A uniquely Queensland story of strong disaster management in the context of climate change is the focus of a new Griffith University produced film.
The 50-minute documentary Dealing with Disasters: The Silent Achievers in Public Health provides a compelling look at the efforts of Queensland’s public health workers, and those they collaborated with, to manage a large-scale and intense set of disasters: the Summer of Sorrow.
In 2010-2011, eighty per cent of the enormous state of Queensland was beset by severe flooding and cyclones. Over close to a year, public health workers, in collaboration with emergency management, local government, and the NGO sector, worked tirelessly to prevent loss of life, outbreaks of disease, and other harms.
“With our changing climate increasingly creating more extreme events and disasters, there is more need than ever to be able to manage those disasters,” says Professor Cordia Chu, the film’s co-producer from Griffith’s Centre for Environment and Population Health (CEPH).
“While many people are aware of uniformed emergency responders and their heroic acts during disasters, an important group of people at the front lines of disaster management work behind the scenes to keep communities safe: those in public health.
“From prevention planning, to responding to the aftermath of the disasters, public health worked within the emergency management system to tackle challenge after challenge, and to help the community to care for themselves and stay healthy and safe throughout the turmoil.”
Help from Griffith Film School
The film – produced by Professor Chu and Elena Schak from CEPH, with help from the Griffith Film School – will be screened at an official launch event on June 12, attended by Queensland Chief Health Officer Dr Jeannette Young and representatives from theenvironment and disaster management sectors including international dignitaries. A series of later public events are scheduled for August.
Professor Chu says the film is intended to serve many purposes including being used as a training and educational film for CEPH and its international partners; as an advocacy film to promote awareness of the increasing importance of public health in today’s climate changing world and also to add settle the academic debate about the need to link disaster risk reduction, climate change adaptation and health.

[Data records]
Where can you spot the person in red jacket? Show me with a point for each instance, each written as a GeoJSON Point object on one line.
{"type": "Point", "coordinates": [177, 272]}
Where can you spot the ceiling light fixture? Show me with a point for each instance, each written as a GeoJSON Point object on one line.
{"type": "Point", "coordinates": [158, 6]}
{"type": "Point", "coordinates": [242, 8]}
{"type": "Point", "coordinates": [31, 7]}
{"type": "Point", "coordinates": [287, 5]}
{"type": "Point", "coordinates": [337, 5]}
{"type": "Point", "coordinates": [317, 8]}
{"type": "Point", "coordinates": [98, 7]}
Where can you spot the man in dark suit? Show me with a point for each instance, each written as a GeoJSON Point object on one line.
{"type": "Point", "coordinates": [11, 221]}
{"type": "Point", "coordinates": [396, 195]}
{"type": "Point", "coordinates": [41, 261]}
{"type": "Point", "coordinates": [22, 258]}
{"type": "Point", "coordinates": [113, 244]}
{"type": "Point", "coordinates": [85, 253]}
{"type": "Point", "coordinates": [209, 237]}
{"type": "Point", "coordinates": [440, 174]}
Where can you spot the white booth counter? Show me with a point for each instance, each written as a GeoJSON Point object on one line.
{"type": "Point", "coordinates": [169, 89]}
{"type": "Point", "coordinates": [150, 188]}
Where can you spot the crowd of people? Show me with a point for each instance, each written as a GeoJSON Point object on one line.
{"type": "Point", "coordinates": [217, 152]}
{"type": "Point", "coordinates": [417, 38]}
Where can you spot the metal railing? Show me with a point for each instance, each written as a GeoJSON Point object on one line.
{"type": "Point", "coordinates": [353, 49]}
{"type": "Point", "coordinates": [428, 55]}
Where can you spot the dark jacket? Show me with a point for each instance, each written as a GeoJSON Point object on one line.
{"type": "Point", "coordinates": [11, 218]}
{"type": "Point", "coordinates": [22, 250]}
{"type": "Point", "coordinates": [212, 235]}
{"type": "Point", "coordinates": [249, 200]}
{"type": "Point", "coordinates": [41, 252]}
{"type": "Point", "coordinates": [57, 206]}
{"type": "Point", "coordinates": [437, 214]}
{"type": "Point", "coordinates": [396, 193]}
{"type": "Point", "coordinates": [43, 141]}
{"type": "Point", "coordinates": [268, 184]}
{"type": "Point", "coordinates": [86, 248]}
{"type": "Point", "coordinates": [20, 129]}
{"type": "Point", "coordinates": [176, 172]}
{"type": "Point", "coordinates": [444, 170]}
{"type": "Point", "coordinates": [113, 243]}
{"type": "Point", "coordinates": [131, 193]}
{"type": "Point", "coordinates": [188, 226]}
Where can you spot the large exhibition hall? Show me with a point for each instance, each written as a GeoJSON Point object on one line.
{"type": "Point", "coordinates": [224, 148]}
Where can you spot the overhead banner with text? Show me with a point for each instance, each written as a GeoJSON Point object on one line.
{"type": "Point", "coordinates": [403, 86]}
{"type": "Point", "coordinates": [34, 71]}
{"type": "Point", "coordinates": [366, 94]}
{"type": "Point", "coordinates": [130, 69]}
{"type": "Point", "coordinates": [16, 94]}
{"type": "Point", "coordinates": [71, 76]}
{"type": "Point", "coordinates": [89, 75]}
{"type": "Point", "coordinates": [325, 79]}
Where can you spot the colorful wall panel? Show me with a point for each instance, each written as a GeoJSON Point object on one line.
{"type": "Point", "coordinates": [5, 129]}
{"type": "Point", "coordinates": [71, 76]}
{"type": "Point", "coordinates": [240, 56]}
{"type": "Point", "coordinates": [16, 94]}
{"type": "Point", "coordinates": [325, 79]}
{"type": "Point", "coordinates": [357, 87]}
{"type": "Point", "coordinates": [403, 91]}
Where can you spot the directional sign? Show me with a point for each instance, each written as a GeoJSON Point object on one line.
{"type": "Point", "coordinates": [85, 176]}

== Activity 1 ==
In the article about the disaster documentary, why does Professor Cordia Chu say there is more need than ever to manage disasters?
== Activity 2 ==
According to the article about the disaster documentary, which sectors did public health workers collaborate with during the 2010-2011 floods and cyclones?
These entries come from a separate source.

== Answer area 1 ==
She says our changing climate is increasingly creating more extreme events and disasters. That rise in extreme events is why the need to manage disasters is greater than ever.

== Answer area 2 ==
- Emergency management
- Local government
- The NGO sector